» Task description: Please rewrite the rows below, changing every "white display board" to "poster board" and keeping everything else the same; leave out the pictures.

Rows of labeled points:
((

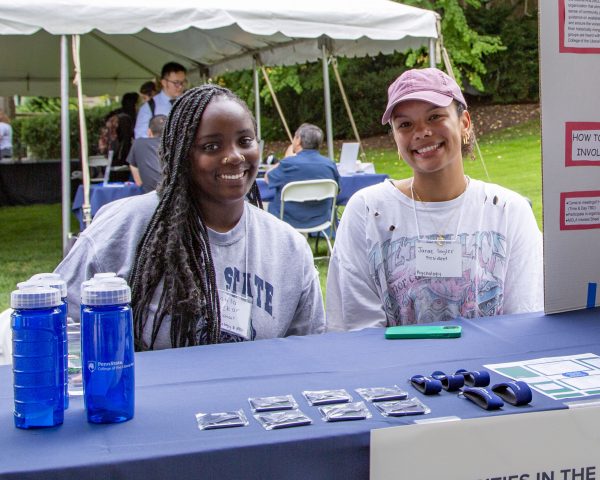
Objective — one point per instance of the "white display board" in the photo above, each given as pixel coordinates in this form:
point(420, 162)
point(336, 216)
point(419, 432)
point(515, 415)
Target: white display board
point(570, 105)
point(554, 445)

))

» Correct result:
Objective — one point per instance of the "poster board" in the photo above, each given as pixel coordinates in this form:
point(420, 162)
point(336, 216)
point(419, 432)
point(515, 415)
Target: poster board
point(570, 105)
point(554, 445)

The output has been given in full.